_Task input_:
┄┄┄┄┄┄┄┄┄┄┄┄┄┄┄┄┄┄┄┄

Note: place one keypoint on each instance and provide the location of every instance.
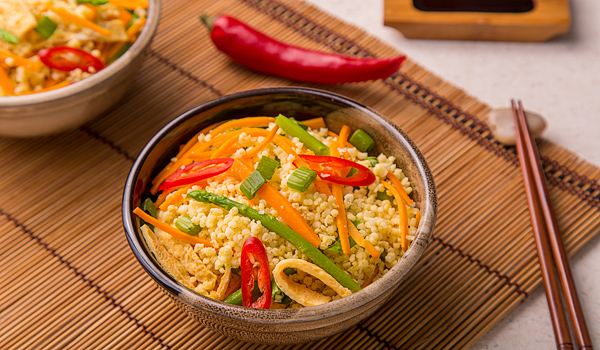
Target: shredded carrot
(243, 122)
(5, 83)
(81, 21)
(124, 16)
(359, 239)
(92, 15)
(174, 198)
(193, 240)
(341, 221)
(53, 87)
(48, 83)
(399, 188)
(19, 61)
(256, 150)
(403, 215)
(210, 127)
(130, 4)
(135, 28)
(316, 123)
(276, 200)
(369, 280)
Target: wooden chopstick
(550, 248)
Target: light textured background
(559, 79)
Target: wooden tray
(69, 280)
(547, 19)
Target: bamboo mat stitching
(83, 277)
(445, 110)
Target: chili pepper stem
(208, 20)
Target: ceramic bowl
(295, 325)
(67, 108)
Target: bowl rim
(122, 63)
(285, 316)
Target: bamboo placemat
(70, 281)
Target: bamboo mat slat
(70, 281)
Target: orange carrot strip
(210, 127)
(53, 87)
(243, 122)
(193, 240)
(399, 187)
(403, 215)
(5, 83)
(135, 28)
(124, 16)
(64, 14)
(92, 15)
(276, 200)
(256, 150)
(129, 4)
(174, 198)
(316, 123)
(19, 61)
(370, 279)
(359, 239)
(341, 220)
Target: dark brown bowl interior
(281, 326)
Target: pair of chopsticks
(550, 248)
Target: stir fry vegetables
(49, 44)
(275, 213)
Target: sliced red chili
(67, 59)
(332, 169)
(255, 268)
(196, 172)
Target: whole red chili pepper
(253, 49)
(255, 268)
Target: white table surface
(559, 79)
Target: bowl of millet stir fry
(79, 55)
(279, 215)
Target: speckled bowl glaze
(67, 108)
(296, 325)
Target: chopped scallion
(186, 225)
(46, 27)
(301, 179)
(294, 130)
(362, 141)
(373, 161)
(252, 184)
(266, 167)
(119, 53)
(8, 37)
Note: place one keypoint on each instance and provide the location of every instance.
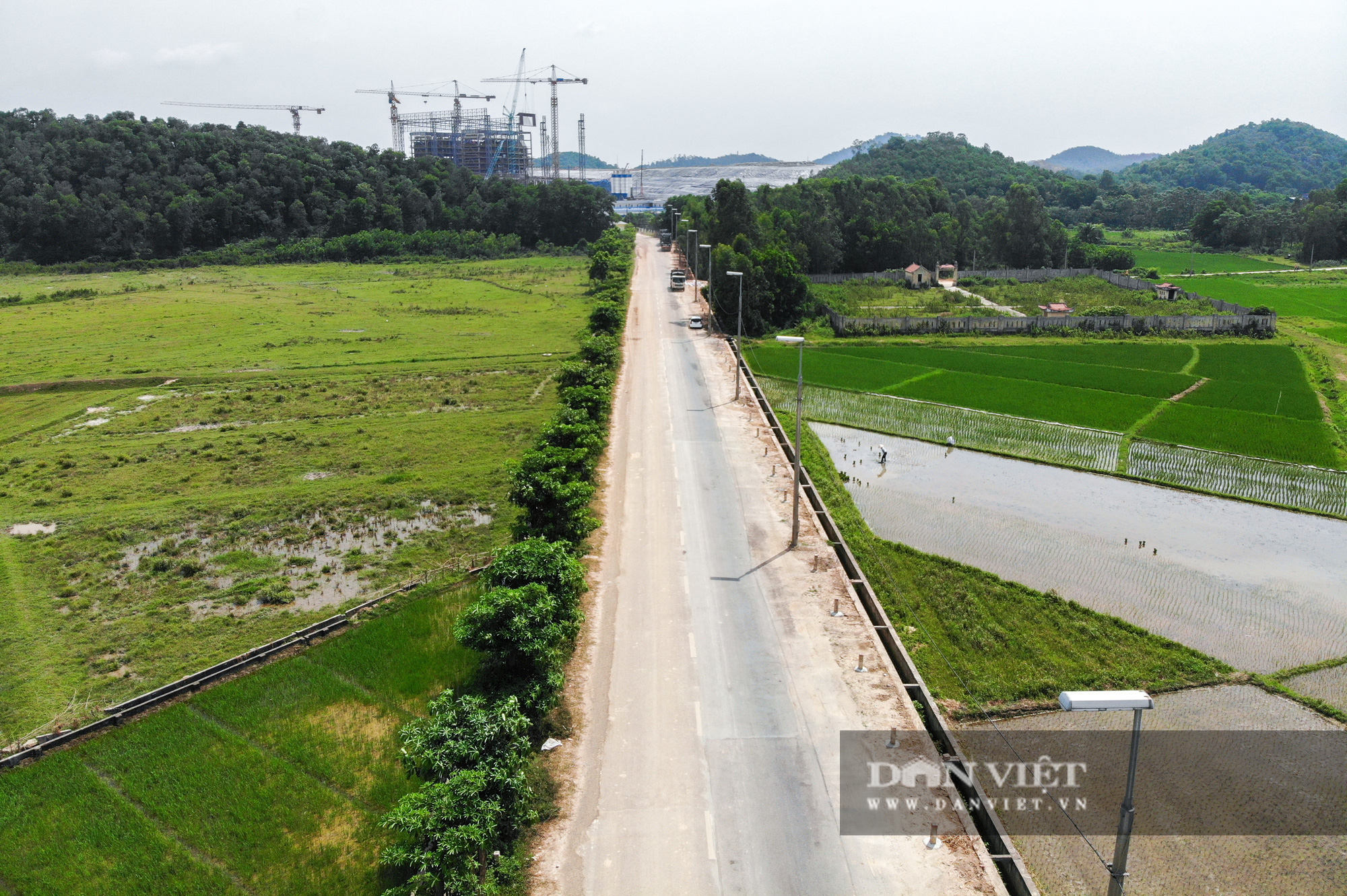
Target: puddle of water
(376, 537)
(33, 529)
(1257, 587)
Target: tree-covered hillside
(961, 167)
(1276, 156)
(123, 187)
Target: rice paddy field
(1319, 296)
(270, 784)
(205, 460)
(1255, 399)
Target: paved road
(713, 716)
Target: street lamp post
(1101, 701)
(708, 275)
(799, 415)
(739, 338)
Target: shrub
(548, 563)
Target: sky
(789, 79)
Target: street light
(708, 275)
(739, 338)
(1103, 701)
(799, 413)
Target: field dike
(1295, 486)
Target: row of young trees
(473, 750)
(123, 187)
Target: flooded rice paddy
(1257, 587)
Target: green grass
(1061, 404)
(1321, 295)
(1178, 261)
(68, 832)
(1333, 334)
(430, 409)
(1082, 294)
(1063, 373)
(1257, 401)
(1241, 432)
(1163, 357)
(984, 642)
(275, 780)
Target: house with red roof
(918, 276)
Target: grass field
(987, 644)
(288, 467)
(271, 784)
(1321, 295)
(1256, 401)
(1084, 294)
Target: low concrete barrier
(188, 684)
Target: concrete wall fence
(191, 684)
(1233, 318)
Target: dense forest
(122, 187)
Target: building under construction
(472, 139)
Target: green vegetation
(1276, 156)
(1322, 295)
(218, 512)
(984, 644)
(1177, 263)
(460, 829)
(1088, 295)
(1257, 400)
(271, 784)
(118, 187)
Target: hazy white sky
(789, 79)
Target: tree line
(473, 751)
(121, 187)
(777, 236)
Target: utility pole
(583, 147)
(799, 415)
(739, 338)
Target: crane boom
(550, 79)
(394, 102)
(293, 108)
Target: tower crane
(394, 102)
(294, 109)
(541, 75)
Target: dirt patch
(351, 720)
(33, 529)
(337, 839)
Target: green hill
(960, 166)
(1276, 156)
(572, 159)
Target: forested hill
(977, 171)
(122, 187)
(1275, 156)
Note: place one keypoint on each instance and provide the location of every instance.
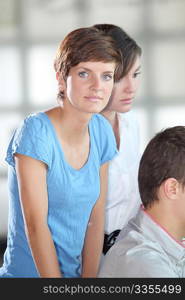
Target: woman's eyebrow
(89, 70)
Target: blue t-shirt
(71, 193)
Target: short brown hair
(163, 158)
(85, 44)
(128, 47)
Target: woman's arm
(31, 175)
(95, 232)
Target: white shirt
(123, 198)
(143, 250)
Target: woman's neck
(112, 117)
(74, 125)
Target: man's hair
(163, 158)
(128, 47)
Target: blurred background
(30, 31)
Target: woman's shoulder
(101, 122)
(34, 122)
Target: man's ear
(171, 188)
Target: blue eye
(107, 77)
(83, 74)
(136, 74)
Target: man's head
(162, 163)
(128, 47)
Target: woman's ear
(171, 188)
(61, 81)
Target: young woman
(58, 165)
(123, 198)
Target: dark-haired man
(151, 245)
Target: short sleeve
(31, 139)
(105, 139)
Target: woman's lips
(126, 101)
(93, 98)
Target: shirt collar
(156, 232)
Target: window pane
(41, 75)
(44, 19)
(168, 15)
(127, 14)
(141, 116)
(8, 122)
(168, 117)
(168, 65)
(8, 25)
(10, 84)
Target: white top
(123, 198)
(144, 250)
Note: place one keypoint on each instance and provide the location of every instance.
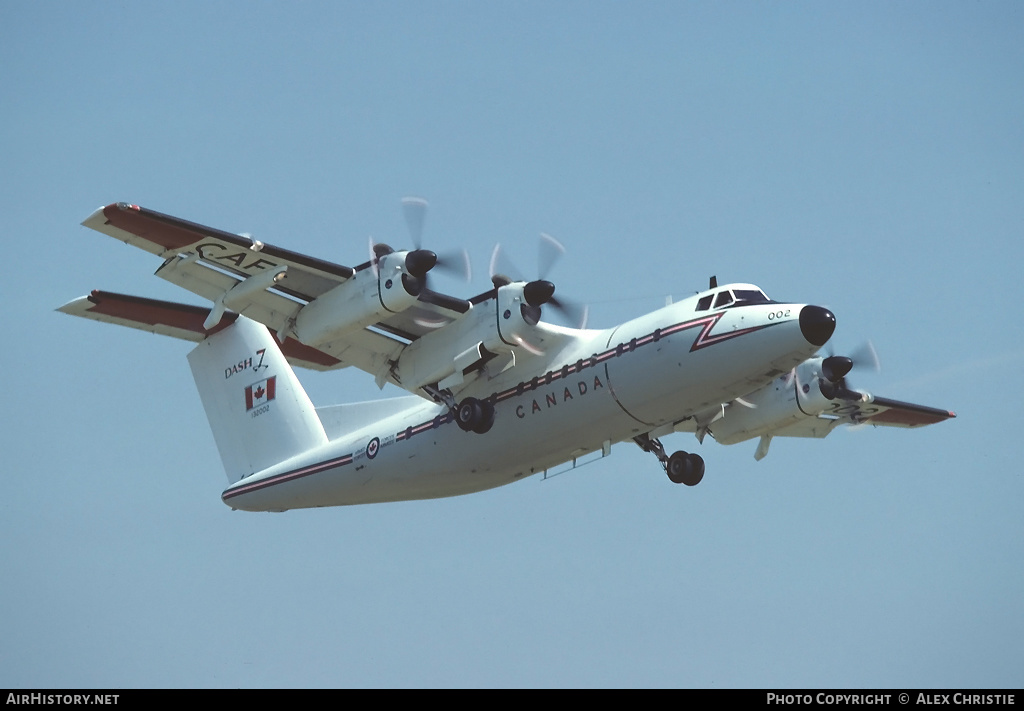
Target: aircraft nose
(816, 324)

┄┄┄┄┄┄┄┄┄┄┄┄┄┄┄┄┄┄┄┄

_Exercise requirements_: Convert the lines from the one holding "Target: grass field" through the end of the rows, both included, into a numbered list with blank lines omitted. Leave the pictures out.

_The response_:
1. Target: grass field
2. (987, 644)
3. (288, 467)
4. (271, 784)
5. (1321, 295)
6. (1256, 401)
7. (1084, 294)
8. Target: low concrete barrier
9. (188, 684)
10. Target: concrete wall fence
11. (191, 684)
12. (1233, 318)
13. Target: dense forest
14. (122, 187)
15. Target: building under construction
16. (472, 139)
17. Target: green vegetation
18. (1276, 156)
19. (1322, 295)
20. (218, 512)
21. (984, 644)
22. (1177, 263)
23. (460, 829)
24. (1088, 295)
25. (1257, 400)
26. (271, 784)
27. (118, 187)
28. Target: hazy white sky
29. (789, 79)
30. Target: tree line
31. (473, 751)
32. (121, 187)
33. (777, 236)
34. Target: utility pole
35. (583, 147)
36. (799, 415)
37. (739, 338)
38. Target: crane boom
39. (550, 79)
40. (394, 102)
41. (293, 108)
42. Target: tower crane
43. (394, 102)
44. (294, 109)
45. (541, 75)
46. Target: dirt patch
47. (351, 720)
48. (33, 529)
49. (337, 839)
50. Target: green hill
51. (960, 166)
52. (1276, 156)
53. (572, 159)
54. Target: forested hill
55. (977, 171)
56. (122, 187)
57. (1275, 156)
58. Note: place one keypoint on each instance and provide the location of every instance.
59. Target: woman's eyebrow
60. (89, 70)
61. Target: blue t-shirt
62. (71, 193)
63. Target: short brown hair
64. (163, 158)
65. (85, 44)
66. (128, 47)
67. Target: woman's arm
68. (31, 175)
69. (95, 232)
70. Target: white shirt
71. (123, 198)
72. (143, 250)
73. Target: woman's neck
74. (112, 117)
75. (74, 125)
76. Target: man's hair
77. (163, 158)
78. (128, 47)
79. Target: blurred background
80. (30, 31)
81. Target: woman's shoulder
82. (101, 122)
83. (34, 122)
84. Target: man's ear
85. (171, 188)
86. Target: blue eye
87. (107, 77)
88. (83, 74)
89. (136, 74)
90. Target: man's head
91. (162, 163)
92. (128, 47)
93. Target: woman's ear
94. (171, 188)
95. (61, 81)
96. Target: young woman
97. (58, 165)
98. (123, 198)
99. Target: dark-haired man
100. (151, 245)
101. Target: short sleeve
102. (31, 139)
103. (105, 139)
104. Target: woman's lips
105. (126, 101)
106. (93, 98)
107. Target: shirt collar
108. (156, 232)
109. Target: window pane
110. (41, 75)
111. (44, 19)
112. (168, 15)
113. (127, 14)
114. (141, 116)
115. (8, 122)
116. (168, 117)
117. (168, 65)
118. (8, 25)
119. (10, 84)
120. Target: white top
121. (123, 198)
122. (144, 250)
123. Note: place one keypoint on each instance and provide the location of every instance.
124. Target: aircraft nose
125. (816, 324)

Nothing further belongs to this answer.